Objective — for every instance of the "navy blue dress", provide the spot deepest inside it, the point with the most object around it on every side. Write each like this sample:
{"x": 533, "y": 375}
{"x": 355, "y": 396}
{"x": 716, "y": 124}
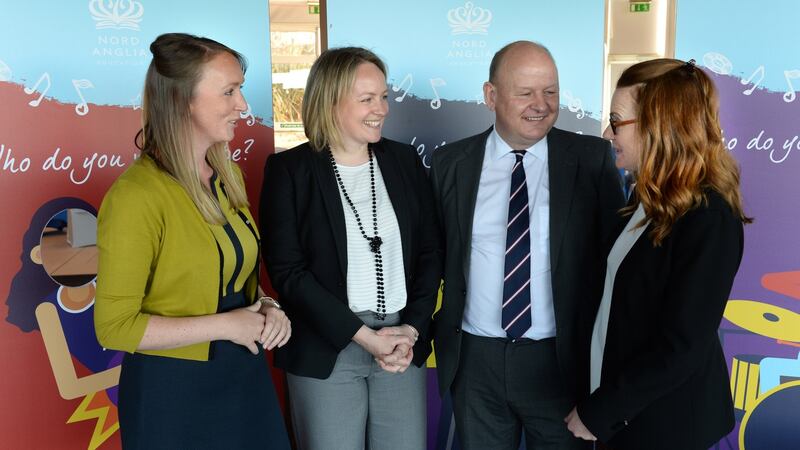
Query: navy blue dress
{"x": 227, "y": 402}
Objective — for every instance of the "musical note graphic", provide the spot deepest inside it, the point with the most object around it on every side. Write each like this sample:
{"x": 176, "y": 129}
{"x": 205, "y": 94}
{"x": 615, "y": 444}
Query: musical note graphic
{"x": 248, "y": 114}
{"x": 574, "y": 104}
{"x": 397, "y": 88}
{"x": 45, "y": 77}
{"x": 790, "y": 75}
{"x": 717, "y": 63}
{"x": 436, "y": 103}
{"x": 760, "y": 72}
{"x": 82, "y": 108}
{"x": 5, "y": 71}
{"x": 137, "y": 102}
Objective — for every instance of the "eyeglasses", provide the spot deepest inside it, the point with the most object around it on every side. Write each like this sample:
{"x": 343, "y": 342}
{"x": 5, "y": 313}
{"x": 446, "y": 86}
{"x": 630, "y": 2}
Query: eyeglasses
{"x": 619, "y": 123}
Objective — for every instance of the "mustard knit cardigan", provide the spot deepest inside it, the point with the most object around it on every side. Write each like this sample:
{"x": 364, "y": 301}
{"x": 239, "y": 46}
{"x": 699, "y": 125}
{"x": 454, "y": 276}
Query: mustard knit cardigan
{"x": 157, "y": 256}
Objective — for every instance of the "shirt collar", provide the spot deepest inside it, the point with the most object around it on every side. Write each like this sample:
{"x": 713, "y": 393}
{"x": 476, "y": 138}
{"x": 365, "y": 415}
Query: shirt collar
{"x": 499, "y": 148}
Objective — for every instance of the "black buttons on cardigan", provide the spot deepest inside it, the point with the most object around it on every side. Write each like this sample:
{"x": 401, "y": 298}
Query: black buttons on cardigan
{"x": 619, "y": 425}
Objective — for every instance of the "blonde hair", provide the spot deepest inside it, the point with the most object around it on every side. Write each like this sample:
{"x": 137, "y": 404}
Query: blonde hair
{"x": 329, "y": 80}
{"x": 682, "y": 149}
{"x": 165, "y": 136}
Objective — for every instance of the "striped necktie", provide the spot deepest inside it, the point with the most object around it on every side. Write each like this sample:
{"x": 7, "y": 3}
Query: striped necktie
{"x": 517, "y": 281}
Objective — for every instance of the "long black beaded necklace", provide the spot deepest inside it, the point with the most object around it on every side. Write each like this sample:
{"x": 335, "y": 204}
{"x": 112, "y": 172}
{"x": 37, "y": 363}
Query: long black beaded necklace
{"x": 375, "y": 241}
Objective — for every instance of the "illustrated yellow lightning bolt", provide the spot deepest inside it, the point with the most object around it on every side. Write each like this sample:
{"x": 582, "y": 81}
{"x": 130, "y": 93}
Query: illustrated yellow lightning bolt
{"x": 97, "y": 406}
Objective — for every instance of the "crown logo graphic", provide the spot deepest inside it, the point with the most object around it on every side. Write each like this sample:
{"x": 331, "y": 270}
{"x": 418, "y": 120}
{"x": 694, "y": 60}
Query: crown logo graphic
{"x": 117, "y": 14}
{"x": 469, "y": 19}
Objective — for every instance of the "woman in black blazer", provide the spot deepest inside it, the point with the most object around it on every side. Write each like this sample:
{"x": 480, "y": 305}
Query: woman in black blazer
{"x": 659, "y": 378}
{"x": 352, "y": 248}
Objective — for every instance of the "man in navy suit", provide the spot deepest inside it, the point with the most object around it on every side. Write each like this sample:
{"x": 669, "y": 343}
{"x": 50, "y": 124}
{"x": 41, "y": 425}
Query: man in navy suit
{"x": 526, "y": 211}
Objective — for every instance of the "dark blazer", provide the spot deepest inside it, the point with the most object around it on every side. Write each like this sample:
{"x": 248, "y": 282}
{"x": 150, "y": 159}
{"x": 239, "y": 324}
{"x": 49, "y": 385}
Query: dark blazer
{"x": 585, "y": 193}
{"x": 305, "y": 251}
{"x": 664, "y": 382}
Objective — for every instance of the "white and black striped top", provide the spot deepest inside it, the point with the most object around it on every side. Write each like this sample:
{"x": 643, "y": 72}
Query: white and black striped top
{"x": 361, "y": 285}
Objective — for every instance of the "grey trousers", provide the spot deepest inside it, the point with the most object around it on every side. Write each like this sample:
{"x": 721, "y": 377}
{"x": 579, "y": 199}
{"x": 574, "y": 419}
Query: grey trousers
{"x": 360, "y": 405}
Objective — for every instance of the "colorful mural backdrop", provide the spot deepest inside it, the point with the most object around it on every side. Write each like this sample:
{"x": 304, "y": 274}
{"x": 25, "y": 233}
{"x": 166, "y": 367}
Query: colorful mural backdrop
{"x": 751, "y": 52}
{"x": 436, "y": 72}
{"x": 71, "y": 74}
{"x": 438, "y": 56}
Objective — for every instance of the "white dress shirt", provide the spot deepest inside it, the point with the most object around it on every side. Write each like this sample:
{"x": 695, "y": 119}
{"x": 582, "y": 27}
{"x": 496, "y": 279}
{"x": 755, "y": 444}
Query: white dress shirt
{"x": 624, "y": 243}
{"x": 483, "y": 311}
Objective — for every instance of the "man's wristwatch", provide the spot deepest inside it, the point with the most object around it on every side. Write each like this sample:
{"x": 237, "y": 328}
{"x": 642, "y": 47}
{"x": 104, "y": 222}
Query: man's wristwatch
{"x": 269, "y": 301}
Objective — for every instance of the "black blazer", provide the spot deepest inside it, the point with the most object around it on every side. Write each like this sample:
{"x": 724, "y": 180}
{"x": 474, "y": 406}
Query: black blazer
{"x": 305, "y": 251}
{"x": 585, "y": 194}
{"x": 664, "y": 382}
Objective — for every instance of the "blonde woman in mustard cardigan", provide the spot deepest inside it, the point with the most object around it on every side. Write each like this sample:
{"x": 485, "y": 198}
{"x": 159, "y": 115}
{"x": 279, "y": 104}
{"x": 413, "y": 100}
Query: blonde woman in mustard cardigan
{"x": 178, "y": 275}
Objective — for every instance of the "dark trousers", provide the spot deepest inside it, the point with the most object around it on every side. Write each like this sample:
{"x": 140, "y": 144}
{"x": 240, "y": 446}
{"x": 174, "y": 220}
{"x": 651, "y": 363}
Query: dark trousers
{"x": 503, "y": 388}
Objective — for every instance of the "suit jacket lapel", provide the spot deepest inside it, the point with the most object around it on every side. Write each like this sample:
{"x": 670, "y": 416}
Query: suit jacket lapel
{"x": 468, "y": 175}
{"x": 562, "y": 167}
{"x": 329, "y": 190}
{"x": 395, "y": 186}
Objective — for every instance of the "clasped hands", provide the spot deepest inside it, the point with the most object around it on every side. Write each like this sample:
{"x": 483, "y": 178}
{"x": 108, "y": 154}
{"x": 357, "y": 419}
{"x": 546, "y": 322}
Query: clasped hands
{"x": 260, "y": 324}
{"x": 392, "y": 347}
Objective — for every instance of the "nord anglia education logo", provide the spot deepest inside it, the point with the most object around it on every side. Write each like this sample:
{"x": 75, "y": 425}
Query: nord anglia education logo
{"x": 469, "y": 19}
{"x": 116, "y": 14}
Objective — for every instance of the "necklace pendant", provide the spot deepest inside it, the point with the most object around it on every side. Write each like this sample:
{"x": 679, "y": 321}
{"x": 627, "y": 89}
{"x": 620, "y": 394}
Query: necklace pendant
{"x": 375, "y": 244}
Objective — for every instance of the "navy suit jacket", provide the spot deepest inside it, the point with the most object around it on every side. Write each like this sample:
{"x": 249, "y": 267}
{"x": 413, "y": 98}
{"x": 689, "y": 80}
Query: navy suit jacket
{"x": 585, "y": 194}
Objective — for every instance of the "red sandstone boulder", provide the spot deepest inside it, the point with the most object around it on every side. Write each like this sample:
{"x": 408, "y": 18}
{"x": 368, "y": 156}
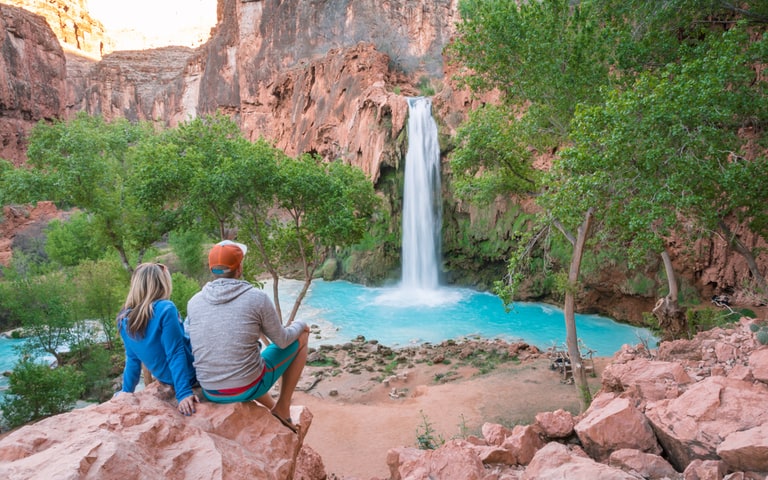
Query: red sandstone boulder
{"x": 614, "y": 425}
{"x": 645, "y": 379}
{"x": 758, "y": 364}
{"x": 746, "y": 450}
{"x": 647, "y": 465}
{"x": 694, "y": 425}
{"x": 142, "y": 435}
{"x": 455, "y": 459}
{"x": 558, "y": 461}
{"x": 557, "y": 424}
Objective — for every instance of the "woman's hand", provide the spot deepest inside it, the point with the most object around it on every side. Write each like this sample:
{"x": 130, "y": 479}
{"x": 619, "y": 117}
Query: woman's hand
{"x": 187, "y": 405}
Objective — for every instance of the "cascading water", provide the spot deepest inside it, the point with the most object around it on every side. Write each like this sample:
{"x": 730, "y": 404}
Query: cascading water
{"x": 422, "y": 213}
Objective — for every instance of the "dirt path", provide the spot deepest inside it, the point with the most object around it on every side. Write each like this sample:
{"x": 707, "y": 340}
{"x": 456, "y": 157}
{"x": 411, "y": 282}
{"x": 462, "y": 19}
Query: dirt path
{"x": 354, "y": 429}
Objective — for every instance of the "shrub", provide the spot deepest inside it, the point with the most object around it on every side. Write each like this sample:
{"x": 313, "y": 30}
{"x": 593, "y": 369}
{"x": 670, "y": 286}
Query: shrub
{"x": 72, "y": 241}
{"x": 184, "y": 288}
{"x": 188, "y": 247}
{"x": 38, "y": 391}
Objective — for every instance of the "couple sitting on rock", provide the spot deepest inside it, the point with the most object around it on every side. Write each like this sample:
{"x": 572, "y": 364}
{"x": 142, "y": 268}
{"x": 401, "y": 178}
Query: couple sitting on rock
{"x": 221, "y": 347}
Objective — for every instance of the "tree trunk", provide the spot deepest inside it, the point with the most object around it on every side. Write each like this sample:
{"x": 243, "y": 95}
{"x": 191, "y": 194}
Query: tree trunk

========

*WHAT THE EXERCISE ASKS*.
To answer, copy each line from the material above that has the word "trunk".

*YOUR SOLUTION*.
Objective — for every instance of the "tree trunk", provide the spot deepest inside it, the point with the most object around it on every side. Write each like this sample:
Query: tree trunk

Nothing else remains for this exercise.